WHAT YOU HAVE TO DO | Each line shown below should be copied exactly.

RECORDS TO USE |
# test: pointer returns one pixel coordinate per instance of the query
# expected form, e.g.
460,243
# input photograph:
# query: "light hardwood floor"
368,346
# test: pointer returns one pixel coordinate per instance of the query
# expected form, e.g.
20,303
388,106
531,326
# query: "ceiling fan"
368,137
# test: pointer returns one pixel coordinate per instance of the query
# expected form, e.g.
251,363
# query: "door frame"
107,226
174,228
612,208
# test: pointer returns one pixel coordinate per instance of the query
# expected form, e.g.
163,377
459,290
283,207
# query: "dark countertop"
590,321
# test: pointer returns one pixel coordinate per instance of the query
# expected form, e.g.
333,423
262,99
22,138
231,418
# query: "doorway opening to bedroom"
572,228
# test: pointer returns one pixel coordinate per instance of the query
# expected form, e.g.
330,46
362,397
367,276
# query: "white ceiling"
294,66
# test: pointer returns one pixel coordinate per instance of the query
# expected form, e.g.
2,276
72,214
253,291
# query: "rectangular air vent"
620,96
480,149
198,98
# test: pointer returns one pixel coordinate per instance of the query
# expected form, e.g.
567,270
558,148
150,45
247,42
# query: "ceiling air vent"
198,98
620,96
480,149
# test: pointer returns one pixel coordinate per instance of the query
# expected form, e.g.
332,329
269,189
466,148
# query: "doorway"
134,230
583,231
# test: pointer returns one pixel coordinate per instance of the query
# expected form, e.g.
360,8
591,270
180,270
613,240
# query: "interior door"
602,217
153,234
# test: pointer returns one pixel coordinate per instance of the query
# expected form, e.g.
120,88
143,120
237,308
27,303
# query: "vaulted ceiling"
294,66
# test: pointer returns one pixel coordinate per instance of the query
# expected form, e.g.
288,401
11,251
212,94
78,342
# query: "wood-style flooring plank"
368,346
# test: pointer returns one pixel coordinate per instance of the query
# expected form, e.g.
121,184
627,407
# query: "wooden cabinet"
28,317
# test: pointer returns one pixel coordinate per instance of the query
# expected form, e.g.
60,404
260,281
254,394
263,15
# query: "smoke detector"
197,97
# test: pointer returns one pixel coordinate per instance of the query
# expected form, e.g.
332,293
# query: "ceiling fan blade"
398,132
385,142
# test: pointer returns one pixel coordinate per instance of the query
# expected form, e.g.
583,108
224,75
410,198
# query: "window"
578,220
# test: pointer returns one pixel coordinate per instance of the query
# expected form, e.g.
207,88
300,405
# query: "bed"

RESULT |
# test: pointer returns one pixel coordinate per instance of the query
# expected form, e.g.
460,243
# input photograph:
# query: "light hardwood floor"
368,346
# test: pointer returns one pixel coordinate per instance of the query
# expected form, e.g.
20,303
388,106
531,326
# query: "ceiling fan"
368,137
# test: pointer returns one pixel coordinate per instance of the query
# expected form, e.g.
251,363
# query: "door frame"
107,226
174,228
612,208
# test: pointer returns one pixel coordinate per instance of the query
# expected form, e.g.
163,377
459,290
283,207
# query: "dark countertop"
590,321
# test: pointer returns one pixel coordinate per instance of the query
# expected form, e.g.
333,423
262,99
22,138
231,418
# query: "doorway opening to bedroom"
572,228
# test: pointer returns one pixel coordinate per instance of the query
# expected form, e.g.
330,46
362,397
367,276
# query: "white ceiling"
294,66
# test: pointer returns one pixel coordinate per instance of the query
# expected form, e.g.
2,276
72,214
253,291
# query: "rectangular air vent"
620,96
480,149
198,98
# test: pointer returns one pixel coordinate per instance of the query
# expected form, e.g.
567,270
558,148
150,45
247,42
# query: "ceiling air vent"
198,98
620,96
480,149
# test: pointer returns one pixel coordinate per instance of the query
# expected form, e.g.
332,329
269,189
466,148
# query: "doorway"
134,230
583,231
# test: pointer returns one pixel coordinate per instance of the query
# expected form, e.g.
360,8
591,270
180,270
613,240
# query: "interior door"
602,217
153,234
# test: pointer returns one pixel coordinate per instance of the query
# expected form, e.g.
120,88
143,120
237,308
27,303
# query: "vaulted ceiling"
294,66
# test: pointer returns one pixel coordinate per instance of the query
# expected form, e.g.
288,401
11,251
212,94
78,342
# query: "wood-style flooring plank"
368,346
# test: pointer returns one pixel coordinate per instance of the query
# expected form, e.g.
121,184
627,407
# query: "wooden cabinet"
28,317
# test: pointer returns one pixel coordinate per instance of the query
# expected form, e.g.
60,404
260,281
254,394
263,15
# query: "smoke detector"
197,97
# test: pointer returns one pixel coordinate per instance of the query
# expected form, e.g.
332,293
# query: "ceiling fan blade"
398,132
385,142
# test: pointer returns one pixel coordinate per instance of the query
# expected form, e.g.
583,108
224,75
410,198
# query: "window"
578,220
# test: pointer returns one pixel coordinate per instance of the query
# expected form, e.g.
207,88
300,405
# query: "bed"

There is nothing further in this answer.